SET TASK>
Write out exactly, please, the lines from the one containing "the hedge, the" to the end of the material.

(Collection entries)
★ ★ ★

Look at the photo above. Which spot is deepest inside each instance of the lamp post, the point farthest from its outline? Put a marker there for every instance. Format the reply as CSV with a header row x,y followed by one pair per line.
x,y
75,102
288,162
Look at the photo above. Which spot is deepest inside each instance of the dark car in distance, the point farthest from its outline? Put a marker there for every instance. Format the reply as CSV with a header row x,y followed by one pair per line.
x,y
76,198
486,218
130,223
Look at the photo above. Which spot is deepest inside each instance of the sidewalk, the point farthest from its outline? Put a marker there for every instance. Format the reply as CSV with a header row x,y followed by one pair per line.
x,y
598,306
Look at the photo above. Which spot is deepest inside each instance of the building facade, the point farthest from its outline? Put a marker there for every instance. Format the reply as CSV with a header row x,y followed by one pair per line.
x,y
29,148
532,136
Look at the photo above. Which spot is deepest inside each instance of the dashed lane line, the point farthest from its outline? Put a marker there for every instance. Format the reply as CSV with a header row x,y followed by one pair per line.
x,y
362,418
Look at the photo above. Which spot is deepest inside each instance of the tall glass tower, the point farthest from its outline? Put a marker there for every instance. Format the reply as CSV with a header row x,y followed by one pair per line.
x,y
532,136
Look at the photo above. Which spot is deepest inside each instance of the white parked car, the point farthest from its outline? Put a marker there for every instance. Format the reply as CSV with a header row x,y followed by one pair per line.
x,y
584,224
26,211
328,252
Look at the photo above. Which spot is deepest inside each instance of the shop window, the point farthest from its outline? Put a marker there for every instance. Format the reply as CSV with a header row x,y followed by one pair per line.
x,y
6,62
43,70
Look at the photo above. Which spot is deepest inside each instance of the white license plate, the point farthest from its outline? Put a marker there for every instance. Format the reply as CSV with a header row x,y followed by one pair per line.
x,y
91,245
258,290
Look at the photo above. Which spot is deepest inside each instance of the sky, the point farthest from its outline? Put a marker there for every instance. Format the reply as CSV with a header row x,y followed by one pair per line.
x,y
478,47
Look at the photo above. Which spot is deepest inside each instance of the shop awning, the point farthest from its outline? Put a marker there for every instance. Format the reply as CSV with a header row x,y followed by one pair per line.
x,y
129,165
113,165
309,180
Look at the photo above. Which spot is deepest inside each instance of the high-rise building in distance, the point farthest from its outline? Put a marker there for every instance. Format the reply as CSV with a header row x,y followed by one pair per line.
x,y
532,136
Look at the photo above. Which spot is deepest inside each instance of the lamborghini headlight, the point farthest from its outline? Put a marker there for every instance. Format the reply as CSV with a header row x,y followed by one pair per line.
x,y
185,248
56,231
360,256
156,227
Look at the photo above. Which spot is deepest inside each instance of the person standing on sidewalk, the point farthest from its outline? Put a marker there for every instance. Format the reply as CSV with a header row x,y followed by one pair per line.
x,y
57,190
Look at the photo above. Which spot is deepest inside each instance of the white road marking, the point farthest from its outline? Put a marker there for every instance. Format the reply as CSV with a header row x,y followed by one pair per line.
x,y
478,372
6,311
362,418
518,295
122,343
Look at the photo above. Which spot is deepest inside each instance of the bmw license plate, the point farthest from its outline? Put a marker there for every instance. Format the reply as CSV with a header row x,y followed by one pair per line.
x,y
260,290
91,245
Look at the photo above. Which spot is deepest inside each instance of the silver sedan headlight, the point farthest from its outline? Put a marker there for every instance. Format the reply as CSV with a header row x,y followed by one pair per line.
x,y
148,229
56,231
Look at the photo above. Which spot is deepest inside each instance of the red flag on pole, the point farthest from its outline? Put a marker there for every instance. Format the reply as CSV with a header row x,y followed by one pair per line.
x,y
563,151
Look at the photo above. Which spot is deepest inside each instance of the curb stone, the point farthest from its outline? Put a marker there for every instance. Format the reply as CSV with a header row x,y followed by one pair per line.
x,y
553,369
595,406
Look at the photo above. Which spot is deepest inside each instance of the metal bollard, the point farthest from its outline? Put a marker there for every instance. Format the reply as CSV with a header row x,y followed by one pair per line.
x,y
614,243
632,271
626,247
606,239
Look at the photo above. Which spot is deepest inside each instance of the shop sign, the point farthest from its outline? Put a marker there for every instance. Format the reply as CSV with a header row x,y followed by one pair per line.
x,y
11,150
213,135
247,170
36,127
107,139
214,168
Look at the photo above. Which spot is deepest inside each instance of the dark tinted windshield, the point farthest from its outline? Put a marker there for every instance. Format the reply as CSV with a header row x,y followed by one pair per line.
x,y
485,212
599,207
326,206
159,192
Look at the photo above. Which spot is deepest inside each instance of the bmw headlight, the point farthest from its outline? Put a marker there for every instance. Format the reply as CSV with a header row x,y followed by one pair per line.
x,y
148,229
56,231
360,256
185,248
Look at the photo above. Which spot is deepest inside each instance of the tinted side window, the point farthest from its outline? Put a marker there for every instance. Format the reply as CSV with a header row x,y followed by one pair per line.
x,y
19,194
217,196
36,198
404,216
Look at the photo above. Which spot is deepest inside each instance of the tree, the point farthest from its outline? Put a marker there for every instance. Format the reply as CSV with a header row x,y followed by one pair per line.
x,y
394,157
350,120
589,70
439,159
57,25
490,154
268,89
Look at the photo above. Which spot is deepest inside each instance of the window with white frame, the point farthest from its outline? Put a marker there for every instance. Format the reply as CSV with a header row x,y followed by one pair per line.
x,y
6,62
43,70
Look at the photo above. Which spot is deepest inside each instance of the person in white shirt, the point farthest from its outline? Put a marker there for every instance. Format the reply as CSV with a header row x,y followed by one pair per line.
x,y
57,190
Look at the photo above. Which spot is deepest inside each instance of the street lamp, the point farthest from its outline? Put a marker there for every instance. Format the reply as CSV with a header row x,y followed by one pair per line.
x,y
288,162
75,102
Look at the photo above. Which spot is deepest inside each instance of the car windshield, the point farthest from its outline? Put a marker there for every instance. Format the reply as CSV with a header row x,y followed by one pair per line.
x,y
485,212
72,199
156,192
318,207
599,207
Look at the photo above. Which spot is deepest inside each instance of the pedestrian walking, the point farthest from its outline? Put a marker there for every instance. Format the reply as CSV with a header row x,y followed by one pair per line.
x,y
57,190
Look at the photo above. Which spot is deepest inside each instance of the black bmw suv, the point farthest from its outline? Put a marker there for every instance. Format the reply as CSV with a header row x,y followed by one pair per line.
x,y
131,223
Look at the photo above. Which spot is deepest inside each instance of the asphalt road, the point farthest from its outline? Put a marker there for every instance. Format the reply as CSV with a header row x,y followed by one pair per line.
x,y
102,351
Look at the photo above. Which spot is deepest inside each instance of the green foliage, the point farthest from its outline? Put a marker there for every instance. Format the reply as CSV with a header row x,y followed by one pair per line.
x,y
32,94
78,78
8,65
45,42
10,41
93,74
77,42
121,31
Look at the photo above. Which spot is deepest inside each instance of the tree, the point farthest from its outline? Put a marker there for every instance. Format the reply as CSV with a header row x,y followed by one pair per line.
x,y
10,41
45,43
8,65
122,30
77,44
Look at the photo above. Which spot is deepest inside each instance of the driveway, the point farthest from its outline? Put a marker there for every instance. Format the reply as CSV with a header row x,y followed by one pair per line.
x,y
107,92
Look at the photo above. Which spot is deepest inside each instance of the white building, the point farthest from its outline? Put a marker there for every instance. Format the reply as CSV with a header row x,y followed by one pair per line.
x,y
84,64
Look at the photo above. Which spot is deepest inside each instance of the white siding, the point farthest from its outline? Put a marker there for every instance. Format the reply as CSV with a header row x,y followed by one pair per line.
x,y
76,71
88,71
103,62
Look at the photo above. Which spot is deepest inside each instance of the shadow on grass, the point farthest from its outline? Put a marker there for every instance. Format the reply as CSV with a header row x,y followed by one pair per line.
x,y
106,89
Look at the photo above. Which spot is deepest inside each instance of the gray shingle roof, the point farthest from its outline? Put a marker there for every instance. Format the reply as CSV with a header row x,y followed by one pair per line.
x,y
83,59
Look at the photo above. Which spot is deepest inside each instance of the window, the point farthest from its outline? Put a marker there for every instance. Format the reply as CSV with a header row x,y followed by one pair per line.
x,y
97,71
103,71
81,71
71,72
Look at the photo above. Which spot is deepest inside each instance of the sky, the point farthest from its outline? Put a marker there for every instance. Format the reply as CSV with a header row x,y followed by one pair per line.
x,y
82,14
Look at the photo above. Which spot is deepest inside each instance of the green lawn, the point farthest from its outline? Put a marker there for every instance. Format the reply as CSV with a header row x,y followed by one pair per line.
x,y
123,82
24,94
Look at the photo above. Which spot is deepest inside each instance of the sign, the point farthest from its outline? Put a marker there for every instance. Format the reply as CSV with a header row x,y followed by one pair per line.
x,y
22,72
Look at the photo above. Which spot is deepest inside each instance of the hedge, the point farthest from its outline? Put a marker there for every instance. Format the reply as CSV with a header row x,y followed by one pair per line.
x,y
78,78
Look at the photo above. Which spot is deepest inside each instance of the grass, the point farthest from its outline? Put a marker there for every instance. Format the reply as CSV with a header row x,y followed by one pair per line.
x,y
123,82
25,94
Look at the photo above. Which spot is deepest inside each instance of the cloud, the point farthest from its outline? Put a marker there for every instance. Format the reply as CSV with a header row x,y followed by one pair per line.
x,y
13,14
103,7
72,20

★ ★ ★

FULL ANSWER>
Look at the photo above. Which spot is deepest inside each instance of the hedge, the point farthest from its outline? Put a marker there for every instance. Format the reply as CSV with a header row x,y followed by one pair per line.
x,y
78,78
Look at the photo above. Which spot is deepest inside each instance of the grass, the point farthest from its outline? Put a marker there for every instance. Format the reply as CSV with a header row x,y followed by one pair per line.
x,y
123,82
25,94
Look at the photo above. Which spot is deepest inside each instance of the cloud, the point farthest from its outline? Put a marker there for every instance. Format the reply as CSV with a header row x,y followed by one pair per line.
x,y
13,14
103,7
72,20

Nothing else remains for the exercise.